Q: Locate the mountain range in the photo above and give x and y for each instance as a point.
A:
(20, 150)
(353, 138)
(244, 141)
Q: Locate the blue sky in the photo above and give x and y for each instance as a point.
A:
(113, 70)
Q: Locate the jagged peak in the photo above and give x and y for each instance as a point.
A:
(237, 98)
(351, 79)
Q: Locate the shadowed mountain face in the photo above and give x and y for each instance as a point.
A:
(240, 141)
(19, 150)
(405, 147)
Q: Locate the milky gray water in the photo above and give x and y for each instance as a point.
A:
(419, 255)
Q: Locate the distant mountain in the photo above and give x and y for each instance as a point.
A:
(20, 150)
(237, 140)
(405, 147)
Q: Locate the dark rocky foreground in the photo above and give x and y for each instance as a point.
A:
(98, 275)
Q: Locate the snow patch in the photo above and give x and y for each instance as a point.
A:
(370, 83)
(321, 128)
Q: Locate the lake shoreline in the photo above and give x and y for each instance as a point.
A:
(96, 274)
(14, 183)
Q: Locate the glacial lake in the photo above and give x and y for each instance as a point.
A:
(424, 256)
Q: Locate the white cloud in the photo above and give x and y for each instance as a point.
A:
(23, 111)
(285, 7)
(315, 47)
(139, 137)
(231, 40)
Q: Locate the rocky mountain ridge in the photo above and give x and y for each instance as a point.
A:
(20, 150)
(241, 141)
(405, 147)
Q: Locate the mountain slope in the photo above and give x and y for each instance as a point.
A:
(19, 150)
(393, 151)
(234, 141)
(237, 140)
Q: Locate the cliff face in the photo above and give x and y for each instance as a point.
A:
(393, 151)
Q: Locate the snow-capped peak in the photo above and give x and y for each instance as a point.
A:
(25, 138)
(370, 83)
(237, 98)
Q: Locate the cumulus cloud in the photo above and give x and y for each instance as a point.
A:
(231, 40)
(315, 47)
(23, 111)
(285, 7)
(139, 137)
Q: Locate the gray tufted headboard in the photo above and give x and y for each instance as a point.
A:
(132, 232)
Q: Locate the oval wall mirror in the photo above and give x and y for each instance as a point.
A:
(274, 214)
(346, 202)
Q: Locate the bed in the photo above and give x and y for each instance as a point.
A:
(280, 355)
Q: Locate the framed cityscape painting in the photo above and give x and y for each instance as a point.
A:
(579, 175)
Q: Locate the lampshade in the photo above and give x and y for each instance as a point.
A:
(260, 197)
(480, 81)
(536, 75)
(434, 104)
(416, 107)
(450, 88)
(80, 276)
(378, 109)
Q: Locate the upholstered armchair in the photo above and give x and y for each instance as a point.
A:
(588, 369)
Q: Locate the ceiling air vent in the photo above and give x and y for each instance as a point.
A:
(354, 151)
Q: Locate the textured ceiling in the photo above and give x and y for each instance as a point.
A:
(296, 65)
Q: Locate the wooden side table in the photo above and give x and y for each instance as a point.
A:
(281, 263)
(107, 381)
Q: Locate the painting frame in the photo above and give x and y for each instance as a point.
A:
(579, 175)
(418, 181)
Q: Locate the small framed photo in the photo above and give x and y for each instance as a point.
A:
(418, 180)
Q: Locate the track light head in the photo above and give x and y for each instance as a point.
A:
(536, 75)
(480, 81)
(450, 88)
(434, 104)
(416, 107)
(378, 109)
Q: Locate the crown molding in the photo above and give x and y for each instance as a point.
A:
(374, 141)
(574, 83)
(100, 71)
══════════════════════════════
▶ What needs to be done:
Leave out every line above except those from the line with "Q: Locate the oval" up to and including the line with "Q: Locate the lampshade", and copy those exactly.

▶ Exercise response:
Q: Locate the oval wall mirror in the photo above and give x and y for each instance as a point.
A:
(274, 214)
(346, 202)
Q: Locate the bed in the photo above and give x and y for each instance as a point.
A:
(280, 355)
Q: Locate the framed cityscape painting in the photo above and give x and y for each instance as a point.
A:
(579, 175)
Q: Locate the lampshade in the photo above and give x and y for each instance as a point.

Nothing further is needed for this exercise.